The form of \(c(\delta _{m,T})\) will, in general, depend on the type of a Gaussian process that is being considered. In the following corollaries we present more explicit versions of the statements from Theorem 2 for the two choices of \(\mathbbm{P}\): scaled Brownian motion \(\sigma W\), with \(\sigma >0\); and, the Ornstein–Uhlenbeck process. Without loss of generality we centre the latter at 0:

$$\begin{aligned} \mathrm {d}X_t = -\theta X_t\mathrm {d}t + \sigma \mathrm {d}W_t,\quad X_0=x_0,\quad t\in [0,T]. \end{aligned}$$

(12)

Corollary 1

If \(\mathbbm{P}\) is the law of a scaled Brownian motion \(\sigma W\), \(\sigma > 0\), then:

$$\begin{aligned} \rho _{m,T} = \cos ^2\left( \frac{\pi }{m+1}\right) , \quad \rho _{\texttt {rand}} = \left[ \frac{ m - 1 + \cos \left( \frac{\pi }{m+1} \right) }{m} \right] ^m. \end{aligned}$$

In particular, independently of T, as \(m\rightarrow \infty\)

━━━━━━━━━━

According to the Gaussian process excerpt, which two choices does it give for making the statements from Theorem 2 more explicit? Please rely only on the Gaussian process excerpt above.

━━━━━━━━━━

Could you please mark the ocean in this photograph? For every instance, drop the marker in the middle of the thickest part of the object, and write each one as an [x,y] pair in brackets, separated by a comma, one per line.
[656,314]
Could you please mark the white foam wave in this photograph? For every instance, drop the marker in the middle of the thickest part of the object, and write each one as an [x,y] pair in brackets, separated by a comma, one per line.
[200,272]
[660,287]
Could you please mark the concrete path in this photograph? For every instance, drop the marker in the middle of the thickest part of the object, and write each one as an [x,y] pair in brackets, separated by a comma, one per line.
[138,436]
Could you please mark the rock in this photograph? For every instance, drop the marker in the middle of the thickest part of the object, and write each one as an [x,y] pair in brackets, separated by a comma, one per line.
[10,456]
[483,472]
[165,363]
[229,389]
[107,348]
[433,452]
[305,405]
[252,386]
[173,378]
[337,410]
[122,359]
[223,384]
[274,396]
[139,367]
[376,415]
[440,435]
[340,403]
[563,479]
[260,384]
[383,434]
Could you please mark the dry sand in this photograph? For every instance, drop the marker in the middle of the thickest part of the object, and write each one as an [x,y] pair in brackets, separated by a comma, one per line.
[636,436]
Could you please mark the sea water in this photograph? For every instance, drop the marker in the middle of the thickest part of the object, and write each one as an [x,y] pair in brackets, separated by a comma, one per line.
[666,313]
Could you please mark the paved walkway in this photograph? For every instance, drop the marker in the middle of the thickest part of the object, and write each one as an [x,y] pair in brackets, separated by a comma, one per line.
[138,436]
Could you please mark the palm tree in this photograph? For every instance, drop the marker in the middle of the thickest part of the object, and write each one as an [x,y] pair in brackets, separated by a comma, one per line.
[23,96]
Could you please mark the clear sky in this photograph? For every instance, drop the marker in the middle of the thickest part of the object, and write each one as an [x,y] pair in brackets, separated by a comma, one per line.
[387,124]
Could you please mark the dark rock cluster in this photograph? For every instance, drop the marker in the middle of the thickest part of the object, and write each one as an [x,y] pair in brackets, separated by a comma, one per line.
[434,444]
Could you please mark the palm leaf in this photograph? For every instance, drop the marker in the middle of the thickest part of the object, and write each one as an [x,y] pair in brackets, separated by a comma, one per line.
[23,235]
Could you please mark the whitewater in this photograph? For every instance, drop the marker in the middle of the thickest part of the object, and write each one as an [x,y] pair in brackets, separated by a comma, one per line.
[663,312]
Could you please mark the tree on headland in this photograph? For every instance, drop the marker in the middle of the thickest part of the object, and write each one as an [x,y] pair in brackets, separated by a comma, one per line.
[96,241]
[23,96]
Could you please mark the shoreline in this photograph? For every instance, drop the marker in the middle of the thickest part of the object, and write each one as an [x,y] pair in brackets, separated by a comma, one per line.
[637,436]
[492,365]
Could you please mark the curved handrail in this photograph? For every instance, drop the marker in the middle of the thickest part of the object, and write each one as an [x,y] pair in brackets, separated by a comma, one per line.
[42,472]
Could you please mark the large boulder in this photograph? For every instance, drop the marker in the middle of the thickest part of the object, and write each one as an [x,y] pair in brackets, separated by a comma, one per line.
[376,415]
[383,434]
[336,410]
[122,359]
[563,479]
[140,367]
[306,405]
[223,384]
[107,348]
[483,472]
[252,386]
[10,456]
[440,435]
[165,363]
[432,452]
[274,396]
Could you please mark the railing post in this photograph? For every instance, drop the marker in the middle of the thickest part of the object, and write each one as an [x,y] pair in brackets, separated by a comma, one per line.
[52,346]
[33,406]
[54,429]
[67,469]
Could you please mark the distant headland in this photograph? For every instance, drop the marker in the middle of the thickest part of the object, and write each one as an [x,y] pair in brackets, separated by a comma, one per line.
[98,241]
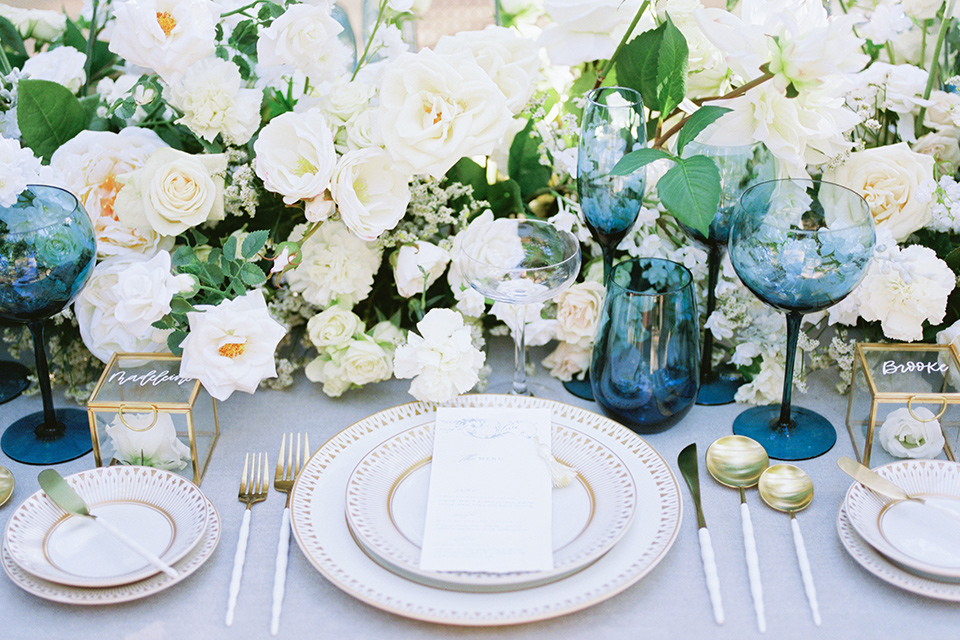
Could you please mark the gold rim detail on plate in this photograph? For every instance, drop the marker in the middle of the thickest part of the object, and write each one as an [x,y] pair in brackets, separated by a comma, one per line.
[866,509]
[56,592]
[34,529]
[583,533]
[317,515]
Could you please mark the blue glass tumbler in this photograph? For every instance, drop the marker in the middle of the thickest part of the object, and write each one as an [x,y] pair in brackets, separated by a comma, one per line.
[645,370]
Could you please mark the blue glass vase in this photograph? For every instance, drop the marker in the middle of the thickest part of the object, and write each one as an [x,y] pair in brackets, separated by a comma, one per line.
[645,369]
[47,253]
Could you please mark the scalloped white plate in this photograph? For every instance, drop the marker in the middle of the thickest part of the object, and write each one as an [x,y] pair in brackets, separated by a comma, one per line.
[387,500]
[317,506]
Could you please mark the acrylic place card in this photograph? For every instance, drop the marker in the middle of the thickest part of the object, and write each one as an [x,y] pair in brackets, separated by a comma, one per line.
[489,503]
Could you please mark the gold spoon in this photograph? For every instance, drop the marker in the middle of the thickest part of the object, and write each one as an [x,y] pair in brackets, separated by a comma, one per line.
[738,462]
[788,488]
[6,485]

━━━━━━━━━━

- Solution to this exercise -
Scaled Brownian motion \(\sigma W\) with \(\sigma > 0\), and the Ornstein–Uhlenbeck process.